Asian Americans are the least likely in the US to be promoted to management - yarapavan
https://hbr.org/2018/05/asian-americans-are-the-least-likely-group-in-the-u-s-to-be-promoted-to-management
======
serping1
In my experience executives win their positions by...

(A) being a founding member of the company and accepting high amounts of risk

(B) founding and then selling a company to another company and winning the
executive role that way

(C) (the standard way) grinding it out for a very long time in an internal
role

(D) being recognized and promoted very soon by an illuminated management that
rapidly understands they are very high potential

(E) perhaps to appease an investor, family member or some other politically
driven choice to give that person some inflated title

The reason Silicon Valley imports so many Asian workers is that they are
deliberately selecting for obedience, Visa / immigrant indentured servents or
want mindless crank turners to do some job no one else wants (here, maintain
this sharepoint server for the next ten years) and be not expected to go
anywhere.

────────────────

-- Required tasks --
a) In the thread on Asian Americans and management promotion, reproduce the text word for word, starting with "Asian Americans are" and going on through "their positions by...".
b) In the thread on Asian Americans and management promotion, which route to an executive position is labeled "the standard way"?

Point-per-instance localization data

────────────────

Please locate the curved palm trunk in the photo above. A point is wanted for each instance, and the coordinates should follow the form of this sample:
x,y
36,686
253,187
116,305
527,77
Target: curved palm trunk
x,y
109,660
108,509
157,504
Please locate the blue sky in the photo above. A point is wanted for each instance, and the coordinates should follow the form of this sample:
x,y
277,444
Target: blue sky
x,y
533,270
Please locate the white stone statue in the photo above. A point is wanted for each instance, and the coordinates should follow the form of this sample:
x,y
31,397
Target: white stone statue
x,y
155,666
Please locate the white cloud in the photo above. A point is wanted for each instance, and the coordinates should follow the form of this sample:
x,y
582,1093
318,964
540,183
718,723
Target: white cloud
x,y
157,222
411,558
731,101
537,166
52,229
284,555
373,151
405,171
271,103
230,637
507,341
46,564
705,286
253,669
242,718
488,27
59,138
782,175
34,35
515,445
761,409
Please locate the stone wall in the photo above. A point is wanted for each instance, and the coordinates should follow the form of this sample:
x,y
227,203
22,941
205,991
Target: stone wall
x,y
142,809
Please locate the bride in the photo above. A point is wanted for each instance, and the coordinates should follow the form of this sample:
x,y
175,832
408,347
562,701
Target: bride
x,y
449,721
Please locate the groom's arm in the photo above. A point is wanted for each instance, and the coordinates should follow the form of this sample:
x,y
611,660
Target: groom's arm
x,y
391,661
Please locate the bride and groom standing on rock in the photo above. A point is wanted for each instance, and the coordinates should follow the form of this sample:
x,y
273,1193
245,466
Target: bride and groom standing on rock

────────────────

-- Solutions --
a)
Asian Americans are the least likely in the US to be promoted to management - yarapavan
https://hbr.org/2018/05/asian-americans-are-the-least-likely-group-in-the-u-s-to-be-promoted-to-management
======
serping1
In my experience executives win their positions by...

b) Grinding it out for a very long time in an internal role.